---- Source text

Formation of a large GAL cluster in the common ancestor of Torulaspora and Zygotorulaspora
In Zygotorulaspora mrakii, the cluster has expanded to 6 genes: it contains GAL 7-1-10-4-2 and a PGM1 gene (Fig. 2). Z. mrakii also has an unlinked MEL1 gene, which was previously shown to be functional by Oda and Fujisawa (2000). The 6-gene cluster has gained genes for the pathway steps upstream (GAL2) and downstream (PGM1) of the steps encoded by the 3-gene cluster, as well as gaining the transcription factor GAL4. It is interesting that the order of the 3 genes has also changed, from GAL 1-10-7 in the outgroups to GAL 7-1-10 in Z. mrakii. The Z. mrakii 6-gene cluster is located at an internal chromosomal site between EST3 (Anc_7.128) and URM1 (Anc_7.129). The cluster therefore appears to have become inserted between two genes that were ancestrally neighbors. In the genome assembly of a second Zygotorulaspora species, Z. florentina (accession number PPJY02000000), the same six genes are found on three small contigs: one containing only PGM1-GAL7-GAL1, one containing only GAL10, and one containing only GAL4-GAL2, so it is unclear whether Z. florentina has a GAL cluster organization identical to that in Z. mrakii or a more fragmented organization.

--------

Exercise requirements:
**A.** In the GAL cluster passage, between which two genes is the Zygotorulaspora mrakii 6-gene cluster located?
**B.** Decide whether each statement agrees with the GAL cluster passage, and quote the words that settle it: (i) Z. mrakii's MEL1 gene is part of its 6-gene cluster. (ii) The gene order in the 3-gene cluster of the outgroups is GAL 1-10-7. (iii) In the Z. florentina assembly, GAL10 shares a contig with GAL4.

---- Material supplied

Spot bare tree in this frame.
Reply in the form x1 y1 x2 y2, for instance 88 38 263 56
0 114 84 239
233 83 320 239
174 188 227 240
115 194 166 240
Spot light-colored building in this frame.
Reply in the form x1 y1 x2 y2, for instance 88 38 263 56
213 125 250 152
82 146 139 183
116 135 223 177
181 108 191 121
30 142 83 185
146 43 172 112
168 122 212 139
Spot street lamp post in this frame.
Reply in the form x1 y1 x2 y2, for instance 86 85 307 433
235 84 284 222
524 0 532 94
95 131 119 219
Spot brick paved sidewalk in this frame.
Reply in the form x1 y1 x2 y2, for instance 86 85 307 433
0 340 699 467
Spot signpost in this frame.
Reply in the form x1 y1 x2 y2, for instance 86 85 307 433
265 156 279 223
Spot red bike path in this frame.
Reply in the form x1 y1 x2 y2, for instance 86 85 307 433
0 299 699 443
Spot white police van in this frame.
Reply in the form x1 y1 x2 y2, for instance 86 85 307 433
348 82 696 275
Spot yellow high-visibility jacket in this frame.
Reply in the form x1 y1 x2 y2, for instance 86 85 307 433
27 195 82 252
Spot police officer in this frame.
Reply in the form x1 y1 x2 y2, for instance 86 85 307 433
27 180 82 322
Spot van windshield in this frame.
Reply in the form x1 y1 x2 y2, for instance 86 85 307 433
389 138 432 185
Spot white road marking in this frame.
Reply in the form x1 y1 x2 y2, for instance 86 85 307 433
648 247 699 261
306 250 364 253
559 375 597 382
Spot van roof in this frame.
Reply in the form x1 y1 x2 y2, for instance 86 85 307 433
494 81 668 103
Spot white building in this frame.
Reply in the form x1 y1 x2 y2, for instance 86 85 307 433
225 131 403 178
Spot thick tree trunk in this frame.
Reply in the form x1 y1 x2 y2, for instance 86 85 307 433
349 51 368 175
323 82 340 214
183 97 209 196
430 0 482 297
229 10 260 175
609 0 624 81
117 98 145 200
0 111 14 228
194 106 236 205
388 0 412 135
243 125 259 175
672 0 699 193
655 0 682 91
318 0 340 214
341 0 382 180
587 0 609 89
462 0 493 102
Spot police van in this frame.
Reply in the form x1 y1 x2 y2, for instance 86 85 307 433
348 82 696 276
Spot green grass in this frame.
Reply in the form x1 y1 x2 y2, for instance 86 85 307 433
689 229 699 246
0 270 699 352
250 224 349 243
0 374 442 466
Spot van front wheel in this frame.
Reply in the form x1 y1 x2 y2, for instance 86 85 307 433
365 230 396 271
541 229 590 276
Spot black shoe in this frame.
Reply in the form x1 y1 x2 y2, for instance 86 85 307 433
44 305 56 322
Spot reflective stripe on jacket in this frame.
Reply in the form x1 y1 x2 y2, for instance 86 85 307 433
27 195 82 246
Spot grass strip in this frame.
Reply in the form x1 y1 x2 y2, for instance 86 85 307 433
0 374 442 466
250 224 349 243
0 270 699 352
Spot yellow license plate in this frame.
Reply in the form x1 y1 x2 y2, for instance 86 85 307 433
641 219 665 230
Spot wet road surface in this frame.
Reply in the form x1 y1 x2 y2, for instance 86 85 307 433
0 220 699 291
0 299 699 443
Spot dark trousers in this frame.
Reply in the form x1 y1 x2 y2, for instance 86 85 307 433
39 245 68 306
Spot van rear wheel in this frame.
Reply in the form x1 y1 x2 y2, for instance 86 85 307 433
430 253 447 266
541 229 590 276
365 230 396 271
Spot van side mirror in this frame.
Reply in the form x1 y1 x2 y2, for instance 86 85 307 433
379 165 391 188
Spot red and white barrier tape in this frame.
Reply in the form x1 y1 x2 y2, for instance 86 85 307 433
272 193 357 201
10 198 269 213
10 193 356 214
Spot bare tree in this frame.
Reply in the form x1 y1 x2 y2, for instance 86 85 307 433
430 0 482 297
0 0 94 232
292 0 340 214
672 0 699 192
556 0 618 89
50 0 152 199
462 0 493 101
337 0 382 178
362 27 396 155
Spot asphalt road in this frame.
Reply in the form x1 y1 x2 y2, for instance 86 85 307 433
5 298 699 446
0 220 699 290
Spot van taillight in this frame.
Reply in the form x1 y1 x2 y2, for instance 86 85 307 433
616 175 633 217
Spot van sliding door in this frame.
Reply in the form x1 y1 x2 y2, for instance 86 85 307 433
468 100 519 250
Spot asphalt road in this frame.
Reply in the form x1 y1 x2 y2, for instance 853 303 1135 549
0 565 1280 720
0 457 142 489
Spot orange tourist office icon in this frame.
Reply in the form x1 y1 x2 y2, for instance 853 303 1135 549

--------

Your responses:
**A.** It lies between EST3 (Anc_7.128) and URM1 (Anc_7.129).

**B.**
(i) No: "Z. mrakii also has an unlinked MEL1 gene"
(ii) Yes: "from GAL 1-10-7 in the outgroups to GAL 7-1-10 in Z. mrakii"
(iii) No: "one containing only GAL10"